Reading text:
──────────────────────────────
The humble spud: boiled, broiled, chipped, fried and roasted. Buttery mash in scooped lumps, golden yellowy paps determining the boundary twix the two veg. and meat of generation gone before us. Then there’s the gratin, and the gnocchi, and the scalloped and hassle-backed. But, throw a few fried pork sausages into the equation and you get one of the all time great taste combos from every Irish child’s childhood, Bangers & Mash. Oh yes, talk about perfect pairings…love and marriage, horse and carriage, and though not necessarily nor fundamentally bound to each other, some things, though good enough in their own right just work better in partnership with something that will accentuate its unique character.
On a summer allotment things are just as tasteful. The advent of summer, especially early summer, sees the first of the gardening year’s gluts and with that comes the need to preserve the excess crop. Jams, chutneys and conserves are made in abundance as every gardener and allotmenteer’s kitchen slips seamlessly into cottage industry mode with the excess early strawberries, raspberries and gooseberries to be jammed.
Commercial jam making is and always will be big business constrained by nothing other than market forces. Product is made to meet the need of supermarket shelves with the overarching and underlying principles being one and the same thing; the bottom line. Orders for the raw fruit material are placed (often years in advance) with commercial growers who have been encouraged to produce one selectively modified cultivar of fruit that can be pulped and macerated on a massive scale, mixed with the cheapest sourced syrup and sugar on the market, only then have all the goodness totally boiled out of it before being jarred, shelved and sold on to the highest bidder in hope of attaining a bigger margin once presented to the eventual retail customer.
That’s the bread and butter of the jam business. That’s the business jam. That every business’s jam.

With the allotmenteer and home-grower however things can be different.
──────────────────────────────
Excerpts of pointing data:
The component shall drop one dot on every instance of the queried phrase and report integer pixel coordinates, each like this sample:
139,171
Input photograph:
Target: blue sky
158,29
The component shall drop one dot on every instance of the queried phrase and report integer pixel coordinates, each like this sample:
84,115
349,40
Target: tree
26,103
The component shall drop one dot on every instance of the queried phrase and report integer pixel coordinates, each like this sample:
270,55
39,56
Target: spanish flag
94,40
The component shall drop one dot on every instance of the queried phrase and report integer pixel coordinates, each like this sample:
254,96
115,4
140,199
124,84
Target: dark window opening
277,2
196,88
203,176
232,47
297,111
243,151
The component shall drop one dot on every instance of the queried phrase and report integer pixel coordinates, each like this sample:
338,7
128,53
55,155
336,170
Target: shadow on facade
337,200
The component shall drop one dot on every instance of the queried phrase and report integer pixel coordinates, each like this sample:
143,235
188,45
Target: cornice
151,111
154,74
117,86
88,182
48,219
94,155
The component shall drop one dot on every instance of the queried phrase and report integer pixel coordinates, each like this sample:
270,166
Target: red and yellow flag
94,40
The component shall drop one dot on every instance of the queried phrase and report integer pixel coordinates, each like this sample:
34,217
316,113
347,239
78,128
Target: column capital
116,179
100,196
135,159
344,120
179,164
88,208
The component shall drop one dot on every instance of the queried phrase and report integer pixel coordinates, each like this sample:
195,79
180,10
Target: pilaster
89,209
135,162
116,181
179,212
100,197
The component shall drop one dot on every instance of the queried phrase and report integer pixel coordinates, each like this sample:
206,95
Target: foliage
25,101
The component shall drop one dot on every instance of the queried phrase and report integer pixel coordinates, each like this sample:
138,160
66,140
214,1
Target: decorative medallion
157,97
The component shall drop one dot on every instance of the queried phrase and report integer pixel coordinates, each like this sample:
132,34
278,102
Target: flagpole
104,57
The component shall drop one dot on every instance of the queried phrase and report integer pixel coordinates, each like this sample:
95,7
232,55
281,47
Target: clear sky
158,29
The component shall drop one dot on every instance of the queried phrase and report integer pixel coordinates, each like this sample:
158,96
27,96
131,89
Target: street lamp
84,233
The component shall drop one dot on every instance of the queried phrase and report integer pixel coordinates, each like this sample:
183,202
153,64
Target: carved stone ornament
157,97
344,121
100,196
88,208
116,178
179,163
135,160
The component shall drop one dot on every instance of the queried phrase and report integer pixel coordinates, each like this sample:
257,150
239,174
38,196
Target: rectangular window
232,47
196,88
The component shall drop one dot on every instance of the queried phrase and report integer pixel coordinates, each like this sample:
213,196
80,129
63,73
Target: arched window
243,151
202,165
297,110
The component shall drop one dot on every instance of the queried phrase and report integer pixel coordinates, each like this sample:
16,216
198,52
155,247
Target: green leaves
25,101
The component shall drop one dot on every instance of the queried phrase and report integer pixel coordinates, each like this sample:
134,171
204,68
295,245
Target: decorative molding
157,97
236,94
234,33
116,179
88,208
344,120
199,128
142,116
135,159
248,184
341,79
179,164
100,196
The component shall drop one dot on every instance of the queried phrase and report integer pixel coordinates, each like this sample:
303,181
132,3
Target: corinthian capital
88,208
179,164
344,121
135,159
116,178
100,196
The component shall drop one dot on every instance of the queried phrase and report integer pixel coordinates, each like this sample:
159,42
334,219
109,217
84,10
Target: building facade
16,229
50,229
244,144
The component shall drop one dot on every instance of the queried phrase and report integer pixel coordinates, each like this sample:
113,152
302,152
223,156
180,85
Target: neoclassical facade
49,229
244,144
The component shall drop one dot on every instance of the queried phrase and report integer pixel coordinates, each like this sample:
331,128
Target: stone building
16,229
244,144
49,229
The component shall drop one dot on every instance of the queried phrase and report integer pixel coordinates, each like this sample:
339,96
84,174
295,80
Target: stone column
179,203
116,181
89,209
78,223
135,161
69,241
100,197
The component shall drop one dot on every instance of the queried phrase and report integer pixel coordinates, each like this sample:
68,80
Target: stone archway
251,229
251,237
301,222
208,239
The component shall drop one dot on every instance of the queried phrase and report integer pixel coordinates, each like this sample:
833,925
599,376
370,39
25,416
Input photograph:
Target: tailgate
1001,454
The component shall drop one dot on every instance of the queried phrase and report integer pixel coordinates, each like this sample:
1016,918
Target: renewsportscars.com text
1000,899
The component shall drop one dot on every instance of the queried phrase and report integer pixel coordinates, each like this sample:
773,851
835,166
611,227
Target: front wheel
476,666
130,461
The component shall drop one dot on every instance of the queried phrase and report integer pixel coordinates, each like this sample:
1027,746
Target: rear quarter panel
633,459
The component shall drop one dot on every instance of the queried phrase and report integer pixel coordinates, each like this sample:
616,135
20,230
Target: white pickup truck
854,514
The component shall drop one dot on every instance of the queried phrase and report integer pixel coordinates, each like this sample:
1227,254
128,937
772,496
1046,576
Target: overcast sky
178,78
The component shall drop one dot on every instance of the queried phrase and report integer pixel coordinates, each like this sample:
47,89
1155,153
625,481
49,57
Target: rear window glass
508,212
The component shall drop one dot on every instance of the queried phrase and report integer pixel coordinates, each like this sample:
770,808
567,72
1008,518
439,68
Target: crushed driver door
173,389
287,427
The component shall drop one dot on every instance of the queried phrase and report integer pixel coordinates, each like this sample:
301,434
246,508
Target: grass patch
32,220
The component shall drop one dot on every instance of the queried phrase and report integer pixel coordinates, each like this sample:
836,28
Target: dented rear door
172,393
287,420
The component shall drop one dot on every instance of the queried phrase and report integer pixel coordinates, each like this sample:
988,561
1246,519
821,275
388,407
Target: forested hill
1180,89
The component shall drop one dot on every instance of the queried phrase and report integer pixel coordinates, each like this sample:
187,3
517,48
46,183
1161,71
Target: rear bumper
──────────────────────────────
Instructions to follow:
Resume the piece about potatoes and allotment jam making, carrying it on from its final sentence above.

Answer to this problem:
Free from commercial constraints, and limited only by imagination and volume of the treasured harvest from a seasons long effort on their own allotment or small-holding, the final produce of the home Jam and chutney maker is among the finest artisan produce available. Small select batches of organically grown fruits, carefully handpicked, winnowed and cleaned, are then methodically prepared in recipes often handed down from one generation to the next.
And if there is a bottom line to this home and cottage industry it is this: to preserve nature’s hard won prizes for personal use; to help fill the larder for the leaner days of winter and in so doing aid in the remembrance of bright summer days during the coldest and darkest days of the year. Or perhaps it is little more than a personal process to show of nature’s wonderful bounty stored and displayed like jarred trophies along the pantry shelf. Who knows ? Experience has shown us that on many an occasion the bottom line for most genuine home jammers is the simple joy of sharing with a few privileged friends and relatives who truly appreciate all the months of sowing and growing and pruning and feeding that will have gone into the superior jarred product they often find themselves gifted with.
Of course home jammers and cottage conservers are more than just industrious.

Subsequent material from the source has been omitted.